**DOCUMENT SEGMENT**:

The Call (R): A 9-1-1 operator (Halle Berry) must help a kidnapped girl (Abigail Breslin) fight to stay alive as she attempts to escape her captor, a killer the operator has dealt with before.
> The Croods (PG): Computer-animated family comedy about a prehistoric family that ventures out of a cave to discover the wonders and terrors of the natural world. Featuring the voices of Nicolas Cage, Emma Stone, and Ryan Reynolds. In 2D and 3D.
Escape from Planet Earth (PG): Computer-animated, family friendly comedy about a group of goofy space aliens who crash land and must subsequently get off of Earth. Featuring the usual spacecraft full of celebrity voice talent, including Brendan Fraser, Ricky Gervais, Jessica Alba, and Sofia Vergara, among others. In 2D only.
> G.I. Joe: Retaliation (PG-13): The long-delayed sequel to the shoddy live-action adaptation of the 1980s cartoon sees Bruce Willis joining the gang to fight Cobra, who have taken over the White House. Featuring Channing Tatum, Jonathan Pryce, RZA, Walton Goggins, and Dwayne “Not Another Middle Name Joke” Johnson. In 2D and 3D.

**SOURCE INFORMATION**:

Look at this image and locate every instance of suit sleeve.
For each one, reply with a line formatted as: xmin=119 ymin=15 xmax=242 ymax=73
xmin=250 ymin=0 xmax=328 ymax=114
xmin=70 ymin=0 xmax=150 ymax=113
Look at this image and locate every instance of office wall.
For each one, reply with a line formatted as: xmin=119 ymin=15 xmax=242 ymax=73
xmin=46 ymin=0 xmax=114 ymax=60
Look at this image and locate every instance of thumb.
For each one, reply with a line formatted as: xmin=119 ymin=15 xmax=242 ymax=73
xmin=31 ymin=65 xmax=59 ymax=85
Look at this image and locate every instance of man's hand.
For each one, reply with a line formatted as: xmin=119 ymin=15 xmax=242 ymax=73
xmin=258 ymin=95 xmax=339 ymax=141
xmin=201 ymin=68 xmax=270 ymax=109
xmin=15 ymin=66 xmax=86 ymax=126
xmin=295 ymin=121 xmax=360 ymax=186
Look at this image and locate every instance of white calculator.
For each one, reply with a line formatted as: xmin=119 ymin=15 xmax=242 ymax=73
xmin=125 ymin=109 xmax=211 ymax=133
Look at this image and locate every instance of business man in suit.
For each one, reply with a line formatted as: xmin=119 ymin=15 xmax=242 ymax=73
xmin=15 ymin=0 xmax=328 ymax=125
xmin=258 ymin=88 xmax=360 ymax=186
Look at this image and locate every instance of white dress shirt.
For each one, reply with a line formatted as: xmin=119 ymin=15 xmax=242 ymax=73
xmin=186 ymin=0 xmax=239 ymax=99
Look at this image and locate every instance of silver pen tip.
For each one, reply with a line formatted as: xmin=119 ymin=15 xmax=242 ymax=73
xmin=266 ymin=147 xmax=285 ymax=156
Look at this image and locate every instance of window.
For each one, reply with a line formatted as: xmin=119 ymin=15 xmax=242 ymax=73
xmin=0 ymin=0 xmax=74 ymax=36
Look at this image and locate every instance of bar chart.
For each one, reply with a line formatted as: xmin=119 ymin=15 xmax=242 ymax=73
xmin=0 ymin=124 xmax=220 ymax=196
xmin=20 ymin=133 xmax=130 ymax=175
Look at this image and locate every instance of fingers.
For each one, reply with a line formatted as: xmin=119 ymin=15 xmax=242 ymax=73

**PROBLEM DETAILS**:
According to the movie listings, in what format is Escape from Planet Earth being shown? You can ignore the lines; nothing asked here depends on them.

**TASK OUTPUT**:
In 2D only.